** EXTRACT PROVIDED follows **

Porting to Mac and improve performance

SevaSk / ecoute

Ecoute is a live transcription tool that provides real-time transcripts for both the user's microphone input (You) and the user's speakers output (Speaker) in a textbox. It also generates a suggested response using OpenAI's GPT-3.5 for the user to say based on the live transcription of the conversation.

https://github.com/SevaSk/ecoute

MIT License

5.85k stars 817 forks source link

Porting to Mac and improve performance #27

Closed oldsongsz closed 1 year ago

oldsongsz commented 1 year ago

This is a really good project. I'm learning from it.

I just did some dirty hard-code and make it work on my Macbook Air (Intel model). It runs pretty slow.

Could you share any solution to optimize? (Yes, I"m asking Google and ChatGPT at the same time)

Thanks!

p.s. I'm trying to on an ARM Linux SBC as well, hope it works.

SevaSk commented 1 year ago

Thanks! If the transcription is slow, most likely culprit would be if this logging message: print(f"[INFO] Whisper using GPU: " + str(torch.cuda.is_available()))

is false. Then Whisper cannot transcript with the GPU and will use the CPU instead, which is way slower.

Outside of using whisper, none of the code should run noticeably slow on any OS or computer.

oldsongsz commented 1 year ago

Agree.

torch.cuda.is_available() is only true with Nvida CUDA system, any AMD, Intel or other embedded GPU would not by default support it.

Would you consider integrate Whisper online API to not rely on local resource? Consider LangChain?

SevaSk commented 1 year ago

It would be nice to have an option to use a API for whisper transcriptions. Should be fairly straight forwards since we can use this https://platform.openai.com/docs/guides/speech-to-text/speech-to-text-beta. I will create a specific issue for this.

Klaudioz commented 1 year ago

I've been using whisper with a M2 with good results using this: https://github.com/openai/whisper/pull/382

SevaSk commented 1 year ago

You can check out this branch https://github.com/SevaSk/ecoute/tree/29-add-option-to-use-speech-to-text-api-rather-than-transcribing-locally

use the command

python main.py --api

it honestly way faster and better then the local model

edit: merged that branch to main now.

oldsongsz commented 1 year ago

Thanks for sharing and the work, on my way to try.

** End of EXTRACT PROVIDED **
** RECORDS follows **

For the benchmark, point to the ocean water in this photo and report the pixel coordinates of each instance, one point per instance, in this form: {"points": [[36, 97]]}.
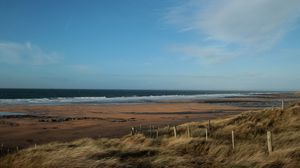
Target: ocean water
{"points": [[69, 96]]}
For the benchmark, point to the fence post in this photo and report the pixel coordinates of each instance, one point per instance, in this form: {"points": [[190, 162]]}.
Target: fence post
{"points": [[150, 131], [269, 141], [132, 131], [175, 131], [206, 134], [141, 129], [188, 131], [232, 139]]}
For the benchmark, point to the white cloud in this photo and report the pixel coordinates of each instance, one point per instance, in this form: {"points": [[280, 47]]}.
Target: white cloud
{"points": [[255, 25], [206, 54], [26, 53]]}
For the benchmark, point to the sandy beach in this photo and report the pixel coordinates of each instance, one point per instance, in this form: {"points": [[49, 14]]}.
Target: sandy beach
{"points": [[46, 123]]}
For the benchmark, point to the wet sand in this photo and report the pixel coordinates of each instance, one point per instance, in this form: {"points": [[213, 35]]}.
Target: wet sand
{"points": [[47, 123]]}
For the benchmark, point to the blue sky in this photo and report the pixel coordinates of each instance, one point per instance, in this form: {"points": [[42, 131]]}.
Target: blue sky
{"points": [[142, 44]]}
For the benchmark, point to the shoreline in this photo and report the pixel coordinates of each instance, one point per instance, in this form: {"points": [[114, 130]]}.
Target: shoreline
{"points": [[64, 123]]}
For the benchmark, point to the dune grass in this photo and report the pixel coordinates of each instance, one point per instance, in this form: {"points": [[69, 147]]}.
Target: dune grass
{"points": [[166, 151]]}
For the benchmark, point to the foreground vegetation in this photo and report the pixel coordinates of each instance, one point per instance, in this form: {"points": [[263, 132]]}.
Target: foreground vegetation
{"points": [[195, 151]]}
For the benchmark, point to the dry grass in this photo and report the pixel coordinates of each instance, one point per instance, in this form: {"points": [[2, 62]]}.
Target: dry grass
{"points": [[141, 151]]}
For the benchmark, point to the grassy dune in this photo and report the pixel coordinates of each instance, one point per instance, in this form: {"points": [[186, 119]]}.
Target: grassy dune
{"points": [[166, 151]]}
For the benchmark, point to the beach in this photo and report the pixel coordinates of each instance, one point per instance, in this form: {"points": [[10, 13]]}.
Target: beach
{"points": [[42, 124]]}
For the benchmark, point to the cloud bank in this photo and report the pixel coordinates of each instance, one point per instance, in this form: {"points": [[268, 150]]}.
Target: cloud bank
{"points": [[26, 53], [226, 26]]}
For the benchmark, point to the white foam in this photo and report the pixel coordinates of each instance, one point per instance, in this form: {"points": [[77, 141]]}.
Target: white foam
{"points": [[133, 99]]}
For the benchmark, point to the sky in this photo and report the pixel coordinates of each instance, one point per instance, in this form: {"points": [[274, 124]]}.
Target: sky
{"points": [[157, 44]]}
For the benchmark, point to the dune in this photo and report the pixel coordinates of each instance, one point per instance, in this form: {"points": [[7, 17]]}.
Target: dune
{"points": [[164, 150]]}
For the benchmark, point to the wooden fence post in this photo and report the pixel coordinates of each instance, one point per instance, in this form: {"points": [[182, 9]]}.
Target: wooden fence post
{"points": [[188, 131], [132, 131], [269, 141], [232, 139], [206, 134], [175, 131], [150, 131], [141, 129]]}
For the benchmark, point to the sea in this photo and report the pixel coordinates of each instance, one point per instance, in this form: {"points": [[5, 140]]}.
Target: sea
{"points": [[101, 96]]}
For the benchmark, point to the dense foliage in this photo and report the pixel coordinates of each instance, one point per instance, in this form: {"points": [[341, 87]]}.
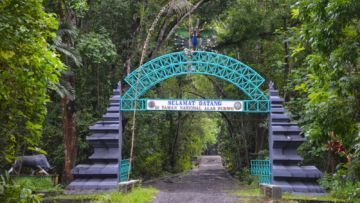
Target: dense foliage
{"points": [[28, 66], [309, 49]]}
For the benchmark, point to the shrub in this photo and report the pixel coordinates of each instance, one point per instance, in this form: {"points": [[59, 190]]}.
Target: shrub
{"points": [[12, 192]]}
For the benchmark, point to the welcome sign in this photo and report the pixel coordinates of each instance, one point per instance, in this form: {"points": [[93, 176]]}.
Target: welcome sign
{"points": [[194, 105]]}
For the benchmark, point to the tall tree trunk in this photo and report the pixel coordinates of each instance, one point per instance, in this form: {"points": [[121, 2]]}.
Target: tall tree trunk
{"points": [[69, 131], [287, 60], [175, 142]]}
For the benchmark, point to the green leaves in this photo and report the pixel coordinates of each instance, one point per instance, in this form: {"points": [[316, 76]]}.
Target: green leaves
{"points": [[98, 48], [28, 66]]}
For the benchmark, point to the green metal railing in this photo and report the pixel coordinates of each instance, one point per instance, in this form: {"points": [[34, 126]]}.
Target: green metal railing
{"points": [[124, 170], [198, 62], [261, 169]]}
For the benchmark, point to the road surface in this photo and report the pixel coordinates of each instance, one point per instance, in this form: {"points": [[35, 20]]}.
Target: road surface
{"points": [[206, 184]]}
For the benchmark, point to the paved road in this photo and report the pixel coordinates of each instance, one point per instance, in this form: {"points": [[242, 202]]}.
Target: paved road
{"points": [[206, 184]]}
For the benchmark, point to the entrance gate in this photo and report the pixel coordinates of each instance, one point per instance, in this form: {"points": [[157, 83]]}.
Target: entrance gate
{"points": [[284, 137]]}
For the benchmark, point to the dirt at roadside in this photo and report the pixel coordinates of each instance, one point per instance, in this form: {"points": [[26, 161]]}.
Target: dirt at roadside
{"points": [[210, 183]]}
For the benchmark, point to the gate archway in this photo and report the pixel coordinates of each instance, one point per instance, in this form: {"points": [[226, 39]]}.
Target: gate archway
{"points": [[198, 62], [104, 172]]}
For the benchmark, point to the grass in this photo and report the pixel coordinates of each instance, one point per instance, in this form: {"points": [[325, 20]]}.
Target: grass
{"points": [[37, 184], [138, 195], [252, 193], [327, 197]]}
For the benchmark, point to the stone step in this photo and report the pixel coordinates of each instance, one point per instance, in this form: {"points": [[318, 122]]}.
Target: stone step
{"points": [[114, 104], [97, 184], [276, 100], [111, 116], [113, 109], [279, 118], [299, 187], [102, 136], [280, 141], [277, 110], [274, 93], [116, 92], [283, 124], [99, 169], [105, 127], [115, 98], [105, 154], [296, 172], [286, 130]]}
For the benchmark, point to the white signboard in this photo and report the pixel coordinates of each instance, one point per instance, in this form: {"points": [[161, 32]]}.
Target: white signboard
{"points": [[194, 105]]}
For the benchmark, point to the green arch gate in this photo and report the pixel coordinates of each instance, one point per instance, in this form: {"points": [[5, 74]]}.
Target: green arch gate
{"points": [[107, 168]]}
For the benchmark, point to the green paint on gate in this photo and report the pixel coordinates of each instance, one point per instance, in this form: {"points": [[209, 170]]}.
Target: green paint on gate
{"points": [[261, 169], [124, 170], [197, 62]]}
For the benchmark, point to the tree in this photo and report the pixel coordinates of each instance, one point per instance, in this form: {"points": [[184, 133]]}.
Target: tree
{"points": [[28, 66], [327, 50]]}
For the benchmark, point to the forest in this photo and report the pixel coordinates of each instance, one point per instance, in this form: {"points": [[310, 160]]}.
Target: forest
{"points": [[61, 59]]}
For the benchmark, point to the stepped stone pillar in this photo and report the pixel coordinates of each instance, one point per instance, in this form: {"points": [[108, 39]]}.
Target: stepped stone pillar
{"points": [[284, 139], [102, 173]]}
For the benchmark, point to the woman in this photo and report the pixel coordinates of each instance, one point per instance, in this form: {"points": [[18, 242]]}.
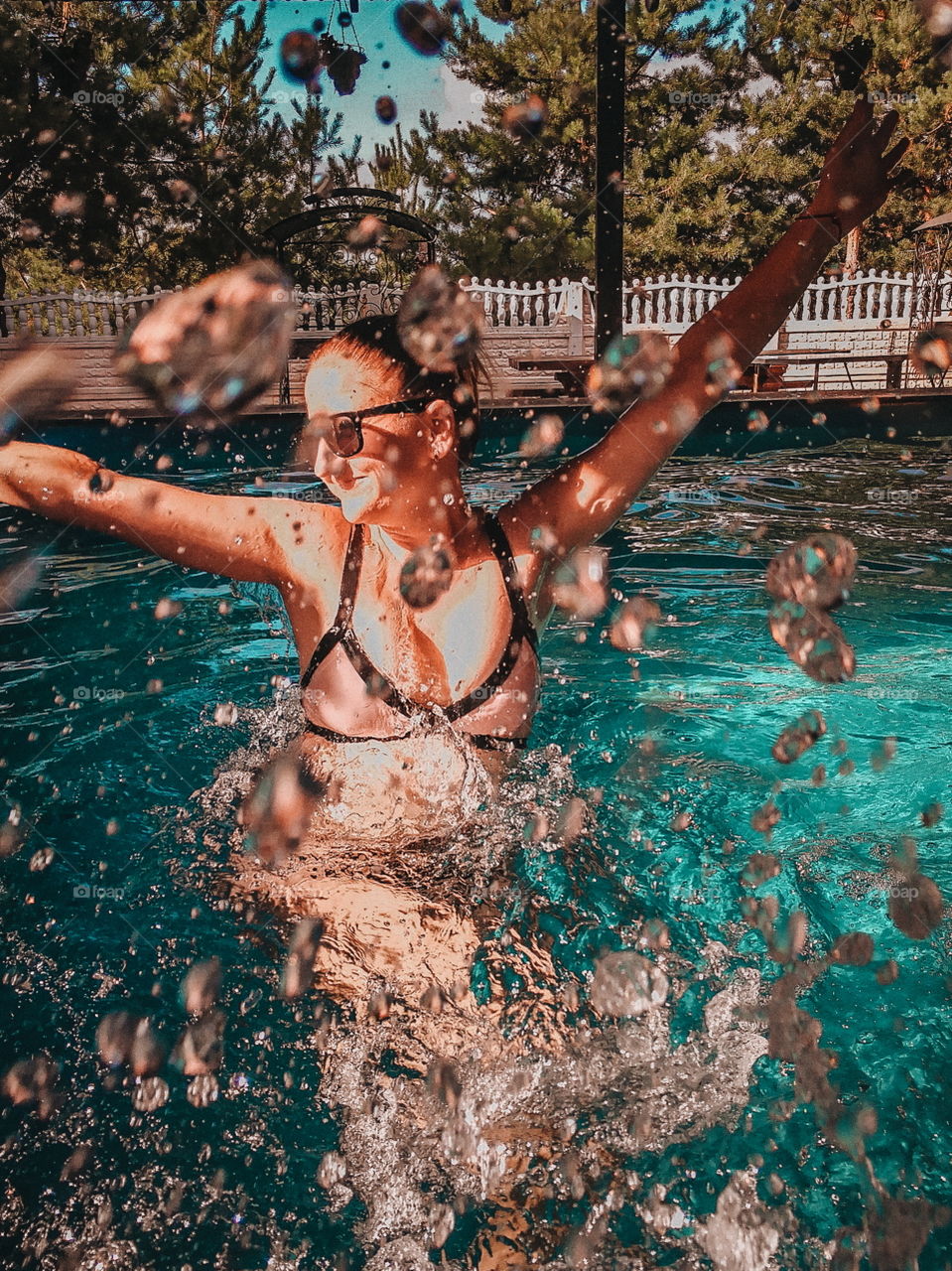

** End of RECORDS **

→ **ACTIVITIES**:
(a) Extract from the thread on porting Ecoute to Mac the passage starting with "Outside of using" and going on through "resource? Consider LangChain?".
(b) Summarize the thread on porting Ecoute to Mac in two sentences.

→ **COMPLETED EXERCISE**:
(a)
Outside of using whisper, none of the code should run noticeably slow on any OS or computer.

oldsongsz commented 1 year ago

Agree.

torch.cuda.is_available() is only true with Nvida CUDA system, any AMD, Intel or other embedded GPU would not by default support it.

Would you consider integrate Whisper online API to not rely on local resource? Consider LangChain?

(b) A user who got Ecoute running on an Intel MacBook Air found it slow, and the project owner explained that Whisper uses the much slower CPU when torch.cuda.is_available() is false, which the user noted is the case on any GPU without Nvidia CUDA. The owner then added an option to transcribe through OpenAI's speech-to-text API with "python main.py --api", called it way faster and better than the local model, and merged that branch to main.